Reading text »
— start —
Standard Market vs Surplus Lines: Understanding Your Insurance Market Options as a Roofer

When you shop for roofing contractor insurance, the quotes you receive may come from two very different types of markets: standard (admitted) carriers and surplus lines (E&S or non-admitted) carriers. Understanding the difference between these markets helps you evaluate quotes, understand your coverage, and make informed decisions about who is backing your policy.

What Makes a Carrier "Standard" or "Surplus Lines"

Standard market carriers are licensed (admitted) in your state and regulated by your state's Department of Insurance. They file their rates and policy forms with the state for approval, and they participate in your state's guaranty fund, which protects policyholders if the carrier becomes insolvent. Major carriers like Hartford, Liberty Mutual, Travelers, and others operating in the roofing space are standard market carriers.

Surplus lines carriers are not licensed in your state but are approved by your state's Department of Insurance to write surplus lines business. They do not file rates or forms with the state, giving them more flexibility in pricing and coverage terms. They are not backed by state guaranty funds. Notable surplus lines carriers that write roofing include Lloyd's of London syndicates, Scottsdale, and various specialty markets.

Why Roofers End Up in the Surplus Lines Market

The roofing trade is classified as high-hazard by every insurance carrier, which means standard market underwriting guidelines are strict. Several common situations push roofers into the surplus lines market.

Claims history is the most common reason. If you have had two or more GL claims in the past three years, or a single large workers comp claim, most standard carriers will decline your renewal. A roofer who had a $200,000 completed operations claim and a $150,000 bodily injury claim within two years will likely be non-renewed by their standard carrier and need surplus lines placement.

Type of work also drives market selection. Standard carriers generally write residential roofing and low-rise commercial roofing (one to three stories) without hot-applied systems. If you do commercial roofing above three stories, install BUR (built-up roofing) with hot kettles, or perform torch-applied modified bitumen work, many standard carriers will decline the risk entirely. Surplus lines carriers specialize in accepting these higher-risk operations.

New businesses face similar challenges. A roofing company with no operating history and no loss runs has no track record for a standard carrier to evaluate. Many standard carriers require two to three years of operations and clean loss history before they will write a roofing account. Surplus lines carriers are more willing to write new ventures, though at higher premiums.
— end —
Complete the following »
1) Write out the roofing insurance passage word for word, everything from "Type of work" down to "these higher-risk operations.".
2) In the entries, update everything from the line containing "drawn like (537,6)." down to the end of the entries by replacing "arched window" with "round window", changing nothing else, and give only those lines.
The entries have no connection to the roofing insurance passage.

Listing »
— start —
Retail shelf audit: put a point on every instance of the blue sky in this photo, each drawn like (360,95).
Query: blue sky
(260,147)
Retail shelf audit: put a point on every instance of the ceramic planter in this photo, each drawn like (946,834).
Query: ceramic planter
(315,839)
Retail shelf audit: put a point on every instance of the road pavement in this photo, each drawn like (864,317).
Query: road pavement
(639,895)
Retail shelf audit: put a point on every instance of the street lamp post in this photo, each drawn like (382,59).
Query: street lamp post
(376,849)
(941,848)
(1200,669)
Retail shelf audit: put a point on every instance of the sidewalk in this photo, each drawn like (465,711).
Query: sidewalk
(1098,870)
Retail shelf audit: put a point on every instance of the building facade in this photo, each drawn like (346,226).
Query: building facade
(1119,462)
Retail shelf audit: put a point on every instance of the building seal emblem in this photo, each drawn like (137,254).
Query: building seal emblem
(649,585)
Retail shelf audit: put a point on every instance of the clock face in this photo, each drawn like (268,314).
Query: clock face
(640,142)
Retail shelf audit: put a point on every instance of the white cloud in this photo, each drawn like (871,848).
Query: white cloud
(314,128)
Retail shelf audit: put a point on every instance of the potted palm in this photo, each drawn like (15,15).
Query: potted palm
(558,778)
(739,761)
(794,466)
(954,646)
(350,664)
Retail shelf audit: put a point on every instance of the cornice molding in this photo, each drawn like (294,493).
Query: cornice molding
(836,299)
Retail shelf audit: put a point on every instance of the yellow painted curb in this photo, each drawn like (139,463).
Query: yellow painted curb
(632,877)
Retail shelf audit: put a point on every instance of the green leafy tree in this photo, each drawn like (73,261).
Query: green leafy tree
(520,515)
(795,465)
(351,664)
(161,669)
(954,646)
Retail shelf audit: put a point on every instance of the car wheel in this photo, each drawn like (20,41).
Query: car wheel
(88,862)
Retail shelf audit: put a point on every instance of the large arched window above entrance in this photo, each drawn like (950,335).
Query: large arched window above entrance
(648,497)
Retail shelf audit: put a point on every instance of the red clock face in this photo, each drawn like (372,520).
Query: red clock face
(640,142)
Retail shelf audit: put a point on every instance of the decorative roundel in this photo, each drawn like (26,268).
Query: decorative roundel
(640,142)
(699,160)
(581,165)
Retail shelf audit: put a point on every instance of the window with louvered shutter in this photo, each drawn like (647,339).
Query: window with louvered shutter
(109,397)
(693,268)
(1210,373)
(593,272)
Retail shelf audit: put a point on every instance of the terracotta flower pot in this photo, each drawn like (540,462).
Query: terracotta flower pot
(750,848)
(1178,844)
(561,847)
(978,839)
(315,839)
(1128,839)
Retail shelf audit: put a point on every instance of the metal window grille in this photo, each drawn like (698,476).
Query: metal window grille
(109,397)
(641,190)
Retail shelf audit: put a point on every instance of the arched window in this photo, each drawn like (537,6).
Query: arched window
— end —
Responses »
1)
Type of work also drives market selection. Standard carriers generally write residential roofing and low-rise commercial roofing (one to three stories) without hot-applied systems. If you do commercial roofing above three stories, install BUR (built-up roofing) with hot kettles, or perform torch-applied modified bitumen work, many standard carriers will decline the risk entirely. Surplus lines carriers specialize in accepting these higher-risk operations.

2)
Retail shelf audit: put a point on every instance of the round window in this photo, each drawn like (537,6).
Query: round window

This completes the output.